> _REQUIREMENT_
From the line with "Target: forehead" onward, reproduce each line of the entries exactly, ending at the last one, and add nothing.

[[ AVAILABLE DATA, beginning ]]

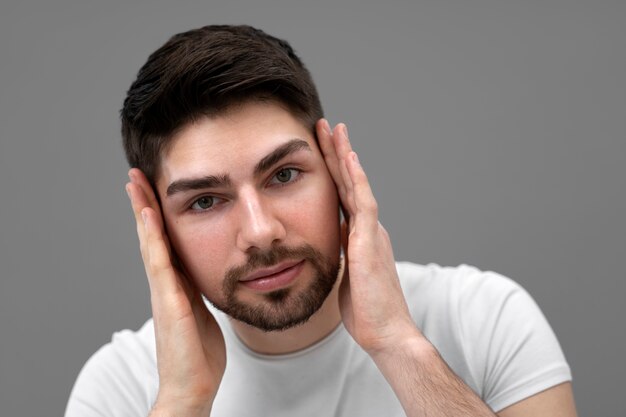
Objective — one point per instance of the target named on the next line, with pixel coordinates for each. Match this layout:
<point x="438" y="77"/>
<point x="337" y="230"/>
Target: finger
<point x="366" y="207"/>
<point x="138" y="177"/>
<point x="341" y="141"/>
<point x="325" y="140"/>
<point x="348" y="200"/>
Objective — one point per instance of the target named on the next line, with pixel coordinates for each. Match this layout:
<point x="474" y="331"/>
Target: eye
<point x="203" y="203"/>
<point x="285" y="176"/>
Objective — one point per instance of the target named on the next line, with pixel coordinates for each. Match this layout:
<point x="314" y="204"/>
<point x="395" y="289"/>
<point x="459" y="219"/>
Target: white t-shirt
<point x="485" y="326"/>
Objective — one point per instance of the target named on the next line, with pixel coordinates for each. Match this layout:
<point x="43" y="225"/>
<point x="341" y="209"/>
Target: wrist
<point x="174" y="408"/>
<point x="409" y="344"/>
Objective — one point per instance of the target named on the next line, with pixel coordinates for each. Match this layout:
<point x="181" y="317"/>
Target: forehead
<point x="230" y="143"/>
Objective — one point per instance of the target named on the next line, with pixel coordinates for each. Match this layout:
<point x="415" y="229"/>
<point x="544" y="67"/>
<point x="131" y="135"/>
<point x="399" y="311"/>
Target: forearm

[[ AVAILABLE DATA, end ]]

> _WRITTEN REPLY_
Target: forehead
<point x="230" y="143"/>
Objective — one point per instance of the target named on the next line, with pixel coordinates for each. Match this layout:
<point x="415" y="229"/>
<point x="544" y="67"/>
<point x="131" y="135"/>
<point x="399" y="311"/>
Target: forearm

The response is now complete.